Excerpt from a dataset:
★ ★ ★ ★ ★ ★ ★

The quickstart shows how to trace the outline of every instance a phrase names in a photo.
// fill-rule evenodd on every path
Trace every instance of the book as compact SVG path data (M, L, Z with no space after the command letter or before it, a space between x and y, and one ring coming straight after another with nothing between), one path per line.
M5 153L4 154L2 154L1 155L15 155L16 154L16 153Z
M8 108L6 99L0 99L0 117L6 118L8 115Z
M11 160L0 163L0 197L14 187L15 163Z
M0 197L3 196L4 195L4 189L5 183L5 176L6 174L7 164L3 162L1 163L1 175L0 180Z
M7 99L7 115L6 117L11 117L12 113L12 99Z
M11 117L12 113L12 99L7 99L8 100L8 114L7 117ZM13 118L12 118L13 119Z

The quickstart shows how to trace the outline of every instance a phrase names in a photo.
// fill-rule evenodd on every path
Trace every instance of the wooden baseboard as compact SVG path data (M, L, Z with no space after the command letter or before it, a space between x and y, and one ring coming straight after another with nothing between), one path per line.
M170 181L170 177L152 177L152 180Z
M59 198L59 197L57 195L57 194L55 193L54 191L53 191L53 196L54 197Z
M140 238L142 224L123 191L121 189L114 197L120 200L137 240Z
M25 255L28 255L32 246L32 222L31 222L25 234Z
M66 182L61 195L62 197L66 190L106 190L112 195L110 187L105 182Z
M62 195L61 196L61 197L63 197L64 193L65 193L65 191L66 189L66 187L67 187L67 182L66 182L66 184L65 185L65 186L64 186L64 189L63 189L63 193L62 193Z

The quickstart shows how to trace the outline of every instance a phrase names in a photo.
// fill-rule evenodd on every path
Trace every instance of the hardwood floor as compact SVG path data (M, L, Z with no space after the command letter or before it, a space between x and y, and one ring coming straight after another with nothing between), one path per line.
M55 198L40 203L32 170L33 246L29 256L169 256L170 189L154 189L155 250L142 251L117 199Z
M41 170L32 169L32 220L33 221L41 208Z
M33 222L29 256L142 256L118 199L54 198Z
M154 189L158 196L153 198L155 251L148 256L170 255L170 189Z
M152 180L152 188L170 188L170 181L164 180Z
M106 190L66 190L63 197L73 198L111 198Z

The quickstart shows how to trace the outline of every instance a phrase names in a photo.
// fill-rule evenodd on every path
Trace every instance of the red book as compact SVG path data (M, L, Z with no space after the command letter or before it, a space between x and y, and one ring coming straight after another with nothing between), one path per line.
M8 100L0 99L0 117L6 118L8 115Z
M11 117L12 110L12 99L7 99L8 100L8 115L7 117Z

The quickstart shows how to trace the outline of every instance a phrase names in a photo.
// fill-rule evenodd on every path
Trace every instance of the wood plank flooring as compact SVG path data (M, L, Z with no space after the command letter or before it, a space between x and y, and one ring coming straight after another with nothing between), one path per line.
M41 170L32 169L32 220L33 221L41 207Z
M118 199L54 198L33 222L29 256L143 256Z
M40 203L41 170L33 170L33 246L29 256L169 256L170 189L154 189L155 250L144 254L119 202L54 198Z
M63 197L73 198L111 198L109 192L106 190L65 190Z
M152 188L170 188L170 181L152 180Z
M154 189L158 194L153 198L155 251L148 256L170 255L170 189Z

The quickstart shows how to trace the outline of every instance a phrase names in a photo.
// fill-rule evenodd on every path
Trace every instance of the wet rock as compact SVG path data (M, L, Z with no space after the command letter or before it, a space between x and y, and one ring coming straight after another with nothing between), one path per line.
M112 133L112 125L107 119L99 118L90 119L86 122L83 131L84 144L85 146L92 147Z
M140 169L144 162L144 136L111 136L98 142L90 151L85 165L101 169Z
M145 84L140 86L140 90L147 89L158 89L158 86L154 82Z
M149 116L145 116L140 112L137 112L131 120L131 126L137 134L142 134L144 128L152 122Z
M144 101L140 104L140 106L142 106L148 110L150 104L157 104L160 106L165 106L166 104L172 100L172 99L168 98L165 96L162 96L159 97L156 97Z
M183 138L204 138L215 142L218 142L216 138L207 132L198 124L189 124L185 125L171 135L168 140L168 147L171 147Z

★ ★ ★ ★ ★ ★ ★

— Goal of the exercise —
Copy the lines of the records above verbatim, from the very first line through the line containing "M11 160L0 163L0 197L14 187L15 163Z", with both of those lines included.

— Written reply —
The quickstart shows how to trace the outline of every instance a phrase names in a photo.
// fill-rule evenodd on every path
Trace every instance of the book as compact SVG path data (M, L, Z with no space after the command letter or before it, a space between x and y, and one ring coming straight after another with nothing between), one path per line.
M5 153L4 154L2 154L1 155L15 155L16 154L16 153Z
M8 108L6 99L0 99L0 117L6 118L8 115Z
M11 160L0 163L0 197L14 187L15 163Z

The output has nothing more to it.